> [Supplied text]
The Strange Case Of... is the second studio album by American rock band Halestorm. It was released on April 10, 2012 by Atlantic. The album was produced by Howard Benson, who also produced the band's self-titled debut album. The first single and video from the album "Love Bites (So Do I)" won a Grammy Award for Best Hard Rock/Metal Performance. The song "Freak Like Me" was the band's first single to reach number one on the Mainstream Rock chart. The song "Here's to Us" was performed on the US television show, Glee, with clean lyrics. Four of the album's songs were previously released on the sneak-preview EP Hello, It's Mz. Hyde. A deluxe edition of the album was also released containing three bonus tracks. A different version of the song "Here's to Us" featuring multiple guests including Slash was included as a bonus track on the reissue version of the standard and deluxe version of the album in 2013.
In interviews about the album, Hale noted that the album was heavier than their previous album, but was significantly closer to the sound of them live.

The album debuted at No. 7 on Top Rock Albums and No. 15 on the Billboard 200, selling 24,000 copies in its first week.  It has sold 1,000,000 copies in the US as of June 2, 2022, certified by the RIAA.

Track listing

Hello, It's Mz. Hyde EP
The band released an EP before the album release of four of the songs set to appear on The Strange Case Of....

> [To do]
1. In the album text, who produced The Strange Case Of...?
2. Write out the passage of the album text word for word, starting with "In interviews about" and going on through "by the RIAA.".

> [Extracted data]

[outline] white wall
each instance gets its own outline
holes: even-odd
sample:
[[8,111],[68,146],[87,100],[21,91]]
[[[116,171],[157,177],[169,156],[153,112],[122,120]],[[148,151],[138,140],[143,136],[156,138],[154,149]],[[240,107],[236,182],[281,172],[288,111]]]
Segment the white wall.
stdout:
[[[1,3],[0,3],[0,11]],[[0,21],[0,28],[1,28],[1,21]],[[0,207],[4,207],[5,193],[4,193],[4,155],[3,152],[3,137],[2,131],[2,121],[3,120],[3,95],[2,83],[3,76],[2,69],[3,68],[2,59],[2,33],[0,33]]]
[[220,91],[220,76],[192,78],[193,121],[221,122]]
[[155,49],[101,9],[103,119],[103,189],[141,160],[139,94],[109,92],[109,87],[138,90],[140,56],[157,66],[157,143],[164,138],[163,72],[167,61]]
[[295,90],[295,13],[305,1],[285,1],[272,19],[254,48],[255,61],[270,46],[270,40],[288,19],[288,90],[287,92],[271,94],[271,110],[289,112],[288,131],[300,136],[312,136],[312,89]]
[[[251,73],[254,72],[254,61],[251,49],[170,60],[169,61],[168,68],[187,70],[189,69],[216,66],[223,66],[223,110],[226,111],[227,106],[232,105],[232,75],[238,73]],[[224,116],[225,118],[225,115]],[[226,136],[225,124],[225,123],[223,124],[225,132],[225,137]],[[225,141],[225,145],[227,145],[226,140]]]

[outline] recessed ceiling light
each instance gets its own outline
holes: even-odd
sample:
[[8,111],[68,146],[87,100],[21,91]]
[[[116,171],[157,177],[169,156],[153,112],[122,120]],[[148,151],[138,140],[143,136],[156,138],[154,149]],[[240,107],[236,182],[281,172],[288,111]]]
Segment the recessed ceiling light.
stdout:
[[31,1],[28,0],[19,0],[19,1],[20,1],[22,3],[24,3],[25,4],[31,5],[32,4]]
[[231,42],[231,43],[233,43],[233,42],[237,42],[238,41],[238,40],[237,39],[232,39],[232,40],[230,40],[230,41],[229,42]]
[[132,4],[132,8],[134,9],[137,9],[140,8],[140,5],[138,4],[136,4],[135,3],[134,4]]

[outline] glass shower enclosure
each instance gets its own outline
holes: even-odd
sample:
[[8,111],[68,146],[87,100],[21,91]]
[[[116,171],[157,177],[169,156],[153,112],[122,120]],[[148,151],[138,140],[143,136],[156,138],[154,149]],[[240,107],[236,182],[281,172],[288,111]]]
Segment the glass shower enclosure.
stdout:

> [Final results]
1. Howard Benson

2.
In interviews about the album, Hale noted that the album was heavier than their previous album, but was significantly closer to the sound of them live.

The album debuted at No. 7 on Top Rock Albums and No. 15 on the Billboard 200, selling 24,000 copies in its first week.  It has sold 1,000,000 copies in the US as of June 2, 2022, certified by the RIAA.